What is being asked - Please give every line of the listing below as a numbered list, omitting any blank lines.

Source listing -

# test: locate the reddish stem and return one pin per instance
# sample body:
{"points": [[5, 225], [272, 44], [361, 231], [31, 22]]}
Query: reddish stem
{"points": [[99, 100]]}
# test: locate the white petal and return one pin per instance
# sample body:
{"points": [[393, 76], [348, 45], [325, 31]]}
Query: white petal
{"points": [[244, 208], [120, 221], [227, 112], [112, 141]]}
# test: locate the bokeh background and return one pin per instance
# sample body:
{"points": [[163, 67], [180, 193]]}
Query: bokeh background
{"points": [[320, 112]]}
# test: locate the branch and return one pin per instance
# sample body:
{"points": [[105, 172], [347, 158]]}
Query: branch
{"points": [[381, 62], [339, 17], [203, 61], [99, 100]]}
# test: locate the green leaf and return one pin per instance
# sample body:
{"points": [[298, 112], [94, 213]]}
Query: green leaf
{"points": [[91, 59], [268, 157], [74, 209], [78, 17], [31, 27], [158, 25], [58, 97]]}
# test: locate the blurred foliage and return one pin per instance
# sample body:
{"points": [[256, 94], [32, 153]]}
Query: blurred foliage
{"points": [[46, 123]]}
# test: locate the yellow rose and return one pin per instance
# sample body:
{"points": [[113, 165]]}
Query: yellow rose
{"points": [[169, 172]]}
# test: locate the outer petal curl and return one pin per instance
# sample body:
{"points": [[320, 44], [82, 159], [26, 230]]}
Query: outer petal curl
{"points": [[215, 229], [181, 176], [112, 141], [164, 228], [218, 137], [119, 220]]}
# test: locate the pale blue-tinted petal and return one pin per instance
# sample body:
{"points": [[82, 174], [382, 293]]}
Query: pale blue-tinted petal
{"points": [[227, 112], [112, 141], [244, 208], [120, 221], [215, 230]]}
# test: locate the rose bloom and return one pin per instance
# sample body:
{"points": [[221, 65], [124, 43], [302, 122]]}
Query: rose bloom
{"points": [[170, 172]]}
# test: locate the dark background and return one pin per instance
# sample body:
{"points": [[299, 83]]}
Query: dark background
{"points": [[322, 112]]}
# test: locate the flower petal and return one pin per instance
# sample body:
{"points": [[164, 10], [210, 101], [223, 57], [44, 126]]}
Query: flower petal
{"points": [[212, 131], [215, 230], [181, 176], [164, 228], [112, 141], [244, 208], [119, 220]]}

Problem solution -
1. # test: locate the reddish stem and return one pin per instance
2. # sample body:
3. {"points": [[5, 225], [272, 44], [361, 231], [31, 22]]}
4. Query: reddish stem
5. {"points": [[99, 100]]}
6. # test: locate the white petal and return one pin per instance
7. # sample body:
8. {"points": [[393, 76], [348, 45], [325, 31]]}
9. Query: white petal
10. {"points": [[244, 208], [120, 221], [227, 112], [112, 141]]}
11. # test: locate the bokeh background and return one pin per instance
12. # sample body:
13. {"points": [[163, 67], [180, 193]]}
14. Query: bokeh background
15. {"points": [[320, 112]]}
16. # test: locate the branch and return one pin per instance
17. # sample body:
18. {"points": [[105, 172], [347, 158]]}
19. Query: branch
20. {"points": [[381, 62], [339, 17], [203, 61], [99, 100]]}
21. # test: locate the green leaf and return one pin per instance
22. # sample body:
23. {"points": [[298, 112], [94, 213]]}
24. Query: green leaf
25. {"points": [[91, 59], [268, 157], [74, 209], [78, 17], [31, 27], [158, 25], [58, 97]]}
26. # test: locate the blurred foliage and return one pin per instance
27. # sample body:
28. {"points": [[256, 94], [32, 153]]}
29. Query: blurred foliage
30. {"points": [[46, 123]]}
31. # test: locate the yellow rose and return one pin per instance
32. # sample body:
33. {"points": [[113, 165]]}
34. Query: yellow rose
35. {"points": [[169, 172]]}
36. # test: locate the outer petal curl and return one pin per instance
37. # sample body:
38. {"points": [[320, 44], [82, 159], [26, 230]]}
39. Query: outer petal curl
40. {"points": [[215, 229], [181, 176], [112, 141], [164, 228], [218, 137], [119, 220]]}
41. # test: locate the pale blue-tinted petal and return one pin per instance
42. # sample body:
43. {"points": [[82, 174], [382, 293]]}
44. Query: pale blue-tinted petal
45. {"points": [[227, 112], [112, 141], [244, 208], [120, 221], [215, 230]]}
46. # test: locate the rose bloom and return one pin per instance
47. # sample body:
48. {"points": [[221, 65], [124, 43], [302, 122]]}
49. Query: rose bloom
50. {"points": [[170, 172]]}
51. # test: locate the dark background and return one pin per instance
52. # sample body:
53. {"points": [[299, 83]]}
54. Query: dark background
55. {"points": [[322, 112]]}
56. # test: locate the flower petal and return one pin per instance
57. # sample body:
58. {"points": [[164, 10], [210, 101], [223, 57], [44, 126]]}
59. Query: flower petal
60. {"points": [[212, 131], [215, 230], [181, 176], [164, 228], [112, 141], [244, 208], [119, 220]]}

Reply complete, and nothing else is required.